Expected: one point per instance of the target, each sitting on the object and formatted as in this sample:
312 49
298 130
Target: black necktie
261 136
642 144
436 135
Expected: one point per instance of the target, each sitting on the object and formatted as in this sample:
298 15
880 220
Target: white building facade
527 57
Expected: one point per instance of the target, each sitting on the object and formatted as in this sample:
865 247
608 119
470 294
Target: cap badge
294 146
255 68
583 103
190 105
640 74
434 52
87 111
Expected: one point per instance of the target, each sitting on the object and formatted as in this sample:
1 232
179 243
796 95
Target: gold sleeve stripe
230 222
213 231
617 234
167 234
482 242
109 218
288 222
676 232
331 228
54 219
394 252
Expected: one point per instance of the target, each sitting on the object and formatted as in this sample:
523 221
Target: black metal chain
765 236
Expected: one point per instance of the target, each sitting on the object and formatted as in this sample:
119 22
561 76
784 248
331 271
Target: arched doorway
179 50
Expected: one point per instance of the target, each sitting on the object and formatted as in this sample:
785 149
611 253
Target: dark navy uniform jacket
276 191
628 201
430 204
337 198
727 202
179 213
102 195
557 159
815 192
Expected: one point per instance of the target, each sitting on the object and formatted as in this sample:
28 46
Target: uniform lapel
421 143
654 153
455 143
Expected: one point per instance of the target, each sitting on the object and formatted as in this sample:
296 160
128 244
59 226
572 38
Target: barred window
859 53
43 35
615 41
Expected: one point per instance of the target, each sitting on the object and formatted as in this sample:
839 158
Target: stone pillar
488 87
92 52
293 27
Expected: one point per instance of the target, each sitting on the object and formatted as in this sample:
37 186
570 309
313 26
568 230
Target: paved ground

--

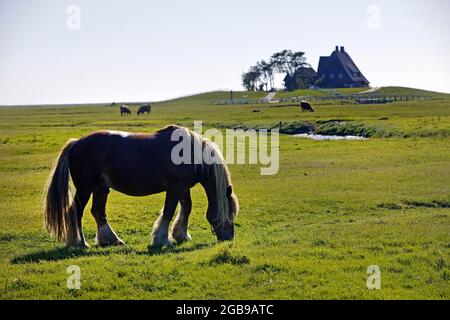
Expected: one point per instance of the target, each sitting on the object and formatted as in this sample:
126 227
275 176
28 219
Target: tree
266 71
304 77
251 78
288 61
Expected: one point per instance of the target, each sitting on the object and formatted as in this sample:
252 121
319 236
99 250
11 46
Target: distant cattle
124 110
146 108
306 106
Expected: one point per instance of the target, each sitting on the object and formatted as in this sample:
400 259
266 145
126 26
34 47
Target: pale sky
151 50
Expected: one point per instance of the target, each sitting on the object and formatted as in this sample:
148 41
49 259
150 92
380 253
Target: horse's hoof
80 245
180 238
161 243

Exercise directions – List every line of the rows above that contains the string "uniform".

Result of the exercise –
Target: dark navy uniform jacket
Target: uniform lapel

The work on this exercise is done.